▸ **YOUR GOAL**:
Down to the last line, retype each line of the entries exactly, starting with the one that contains "Can you find the door handle in this picture?".

### RECORDS FOR THIS EXERCISE

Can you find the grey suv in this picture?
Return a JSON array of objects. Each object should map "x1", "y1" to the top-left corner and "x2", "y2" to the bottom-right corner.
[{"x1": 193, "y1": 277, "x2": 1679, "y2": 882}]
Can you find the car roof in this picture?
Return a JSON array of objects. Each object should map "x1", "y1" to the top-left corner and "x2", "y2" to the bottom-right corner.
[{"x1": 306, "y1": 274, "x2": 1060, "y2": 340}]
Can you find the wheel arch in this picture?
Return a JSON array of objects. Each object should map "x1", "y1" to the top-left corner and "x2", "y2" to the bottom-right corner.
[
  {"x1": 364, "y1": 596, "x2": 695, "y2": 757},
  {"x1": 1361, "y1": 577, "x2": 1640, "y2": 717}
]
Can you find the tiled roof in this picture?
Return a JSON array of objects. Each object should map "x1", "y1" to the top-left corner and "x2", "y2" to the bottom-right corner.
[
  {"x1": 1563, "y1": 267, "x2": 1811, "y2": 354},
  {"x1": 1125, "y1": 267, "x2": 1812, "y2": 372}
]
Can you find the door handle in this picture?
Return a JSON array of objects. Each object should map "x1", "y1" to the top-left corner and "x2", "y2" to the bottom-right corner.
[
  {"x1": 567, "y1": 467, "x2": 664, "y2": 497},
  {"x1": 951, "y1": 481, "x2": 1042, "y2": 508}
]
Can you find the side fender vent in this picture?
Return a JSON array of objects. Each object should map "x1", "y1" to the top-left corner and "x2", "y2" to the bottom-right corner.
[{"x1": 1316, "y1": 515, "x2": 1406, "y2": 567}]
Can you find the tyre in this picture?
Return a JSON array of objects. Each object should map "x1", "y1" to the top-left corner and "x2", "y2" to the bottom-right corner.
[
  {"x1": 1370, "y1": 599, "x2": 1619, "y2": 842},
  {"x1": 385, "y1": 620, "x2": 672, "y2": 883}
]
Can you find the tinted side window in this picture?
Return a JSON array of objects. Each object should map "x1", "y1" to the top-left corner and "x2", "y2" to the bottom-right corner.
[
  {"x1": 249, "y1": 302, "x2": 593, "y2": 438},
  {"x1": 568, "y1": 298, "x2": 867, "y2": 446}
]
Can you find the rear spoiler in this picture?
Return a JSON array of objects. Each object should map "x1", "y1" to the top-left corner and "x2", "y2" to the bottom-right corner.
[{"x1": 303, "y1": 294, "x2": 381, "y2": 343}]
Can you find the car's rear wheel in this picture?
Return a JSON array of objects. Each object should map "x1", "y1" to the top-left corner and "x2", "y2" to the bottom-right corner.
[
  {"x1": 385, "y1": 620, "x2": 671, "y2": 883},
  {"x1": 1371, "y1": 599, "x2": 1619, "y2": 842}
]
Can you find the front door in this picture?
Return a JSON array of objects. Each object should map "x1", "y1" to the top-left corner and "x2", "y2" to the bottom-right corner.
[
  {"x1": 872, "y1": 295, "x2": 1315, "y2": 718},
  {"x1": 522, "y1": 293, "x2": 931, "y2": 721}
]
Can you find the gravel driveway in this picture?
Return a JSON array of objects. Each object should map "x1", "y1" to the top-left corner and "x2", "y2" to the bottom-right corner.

######

▸ **ANSWER SPACE**:
Can you find the door handle in this picture?
Return a JSON array of objects. Each object should map "x1", "y1" to the top-left corner and "x2", "y2" to the bottom-right corner.
[
  {"x1": 567, "y1": 467, "x2": 664, "y2": 497},
  {"x1": 951, "y1": 481, "x2": 1042, "y2": 508}
]
Can you find the side fender vent in this picture?
Return a JSON array of objects. Each object should map "x1", "y1" to the top-left corner and "x2", "y2" to the bottom-right corner.
[{"x1": 1316, "y1": 515, "x2": 1406, "y2": 567}]
Can you find the tyre in this picture?
Return a JSON array of objects. Each object should map "x1", "y1" to the top-left corner and "x2", "y2" to the bottom-right corner.
[
  {"x1": 1370, "y1": 599, "x2": 1619, "y2": 842},
  {"x1": 385, "y1": 620, "x2": 672, "y2": 883}
]
Can you find the tinted side window in this picture?
Return a JSON array of objects. Each object should map "x1", "y1" to the top-left corner and "x2", "y2" to the bottom-right corner.
[
  {"x1": 249, "y1": 302, "x2": 593, "y2": 438},
  {"x1": 568, "y1": 298, "x2": 867, "y2": 446}
]
Can you find the rear spoiler in this picture?
Return a JSON array of objects. Each object should map "x1", "y1" to the top-left corner and "x2", "y2" to the bottom-right corner.
[{"x1": 303, "y1": 294, "x2": 381, "y2": 343}]
Can you find the car's rear wheel in this picture?
Return a JSON array of objects. Each object should map "x1", "y1" to the top-left corner and "x2", "y2" to the bottom-right corner.
[
  {"x1": 385, "y1": 620, "x2": 671, "y2": 883},
  {"x1": 1371, "y1": 599, "x2": 1619, "y2": 842}
]
Can you find the front door in this picture?
Return a JSON array of objects. Each object should map "x1", "y1" to the top-left corner and "x2", "y2" to the bottom-right corner.
[
  {"x1": 872, "y1": 295, "x2": 1315, "y2": 718},
  {"x1": 522, "y1": 293, "x2": 931, "y2": 721}
]
Can you find the gravel driveway in this picture?
Return a JSON array of objects. Each object should map "x1", "y1" to the top-left corner and "x2", "y2" to the bottom-right corner.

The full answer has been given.